== TEXT UNDER STUDY ==
%%

Cancer Treatment Scams: Modern Snake Oil
Why on earth would a person or business try to sell ineffective or dangerous products to people with cancer? There are a few main reasons. The first and most obvious is to make money.
There is a lot of money to be made by selling cheap products at high prices to people desperate for a cure, without the expense of performing clinical studies. However, while we're as cynical as most other seasoned healthcare professionals about these scams, we also appreciate the fact that many of the people and businesses producing and selling these "treatments" truly believe in their products and truly want to help others.
However, what you, as someone with cancer, needs to worry about is not the motivation behind these products, but rather the potential safety and efficacy. While nobody but you can decide what you will or will not try in your quest to treat your cancer, we will offer some tips to help you make smart decisions regarding these possibly questionable treatments. First, we'll start off with our top five red flags you should watch for.
Our Top Five Red Flags That a Cancer Treatment Is a Scam
Some scams are easy to spot, if you know how. Here are some red flags:
- A promise of a cure (no legitimate treatment can, in good conscience, promise a cure)
- Claims that this "treatment" was suppressed or rejected by the Food and Drug Administration (FDA) or drug manufacturers because it was too effective
- Claims that the medical profession does not want to cure cancer because treating cancer is big business
- Any encouragement to stop your doctor-recommended treatments
- Any high-pressure sales tactics, such as claims that sales are limited or that limited quantities are available.
Typically, scams that incorporate these tactics are the "in it for the money" type that likely have no concern or care for their victims.

%%

== DATA FOR REVIEW ==

%%

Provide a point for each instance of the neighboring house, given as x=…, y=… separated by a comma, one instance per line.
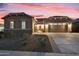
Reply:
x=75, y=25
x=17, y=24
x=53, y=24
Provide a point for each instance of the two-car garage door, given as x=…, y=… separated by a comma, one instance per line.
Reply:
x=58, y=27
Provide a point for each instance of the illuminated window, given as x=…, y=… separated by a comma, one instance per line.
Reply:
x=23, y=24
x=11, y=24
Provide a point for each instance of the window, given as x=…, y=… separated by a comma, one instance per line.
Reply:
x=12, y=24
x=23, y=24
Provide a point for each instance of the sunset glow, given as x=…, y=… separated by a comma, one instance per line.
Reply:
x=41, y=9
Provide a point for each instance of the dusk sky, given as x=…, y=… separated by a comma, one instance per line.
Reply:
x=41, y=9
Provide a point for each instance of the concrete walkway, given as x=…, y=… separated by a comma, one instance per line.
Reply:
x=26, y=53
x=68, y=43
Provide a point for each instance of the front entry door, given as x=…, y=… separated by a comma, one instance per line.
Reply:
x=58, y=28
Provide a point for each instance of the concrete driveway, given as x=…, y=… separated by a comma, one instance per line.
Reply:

%%
%%

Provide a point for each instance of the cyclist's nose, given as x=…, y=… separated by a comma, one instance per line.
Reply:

%%

== WORK INSTRUCTIONS ==
#1 In the text on cancer treatment scams, what is the first and most obvious reason for selling ineffective or dangerous products to people with cancer?
#2 Rewrite the paragraph beginning "There is a lot of money to be made" in the text on cancer treatment scams more briefly, keeping its main facts.

== SOLVED TASKS ==
#1 To make money.

#2 Selling cheap products at high prices to people desperate for a cure, without paying for clinical studies, can be very profitable. The authors are as cynical about these scams as most seasoned healthcare professionals. Still, they recognize that many people and businesses selling these "treatments" truly believe in them and want to help others.